**TASK**
Copy the lines verbatim, beginning with the line that contains "Objective — for every instance of the concrete" and continuing through the end of the data, and only those lines.

**ENTRIES SUPPLIED**
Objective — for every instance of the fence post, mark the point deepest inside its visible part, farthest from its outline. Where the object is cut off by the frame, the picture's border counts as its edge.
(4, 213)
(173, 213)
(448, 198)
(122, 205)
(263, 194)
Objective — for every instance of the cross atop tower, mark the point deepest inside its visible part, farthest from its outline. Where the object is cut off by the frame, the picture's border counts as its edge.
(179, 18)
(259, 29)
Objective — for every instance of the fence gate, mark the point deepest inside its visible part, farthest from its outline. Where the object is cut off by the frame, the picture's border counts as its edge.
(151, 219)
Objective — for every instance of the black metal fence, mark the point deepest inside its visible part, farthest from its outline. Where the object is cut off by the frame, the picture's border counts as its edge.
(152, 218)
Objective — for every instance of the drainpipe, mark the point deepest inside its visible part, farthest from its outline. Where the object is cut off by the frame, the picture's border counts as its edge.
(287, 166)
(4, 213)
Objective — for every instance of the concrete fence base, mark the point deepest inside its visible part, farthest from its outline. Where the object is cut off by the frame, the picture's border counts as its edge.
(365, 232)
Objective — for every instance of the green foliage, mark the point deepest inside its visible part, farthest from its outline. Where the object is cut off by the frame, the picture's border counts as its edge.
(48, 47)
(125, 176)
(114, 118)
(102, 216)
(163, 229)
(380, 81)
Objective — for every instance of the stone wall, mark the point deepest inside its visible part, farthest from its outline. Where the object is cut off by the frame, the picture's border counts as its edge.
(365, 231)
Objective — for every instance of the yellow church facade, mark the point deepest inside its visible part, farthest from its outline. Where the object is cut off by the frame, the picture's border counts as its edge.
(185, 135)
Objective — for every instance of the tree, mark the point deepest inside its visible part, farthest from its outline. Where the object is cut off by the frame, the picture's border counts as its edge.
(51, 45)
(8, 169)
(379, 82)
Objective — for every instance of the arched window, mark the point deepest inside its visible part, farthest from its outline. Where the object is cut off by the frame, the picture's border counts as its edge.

**RESPONSE TO THIS EXERCISE**
Objective — for every instance of the concrete fence base, mark the point deepest inside its visible part, farthest from its outline. Where the object is cut off by the frame, the picture's border counts as its edge.
(365, 232)
Objective — for every instance of the green foliage, mark the point deepest inside its visible part, farthest from its outline. Where the object is cut off by the frame, the picture's border counts as its edge.
(48, 47)
(125, 176)
(114, 118)
(102, 216)
(163, 229)
(380, 81)
Objective — for every instance of the stone wall, mark the point deepest inside its visible part, farthest from its outline. Where the object is cut off by the frame, the picture's border counts as its edge.
(365, 231)
Objective — for every instance of the yellow church facade, mark the point deepest inside its visible part, farthest from its outline. Where the object is cut off by the frame, the picture's border counts as its edge.
(185, 135)
Objective — for every instance of the tree, mark the point deepest inside its visible part, farthest from its outline. Where the object is cut off by the frame, the picture's border counts as its edge.
(51, 45)
(8, 169)
(379, 82)
Objective — for every instance of the arched window, mark the point deepest inside its visible part, farthest from its outline. Where the object is cut off by the frame, the picture's border counts as its edge.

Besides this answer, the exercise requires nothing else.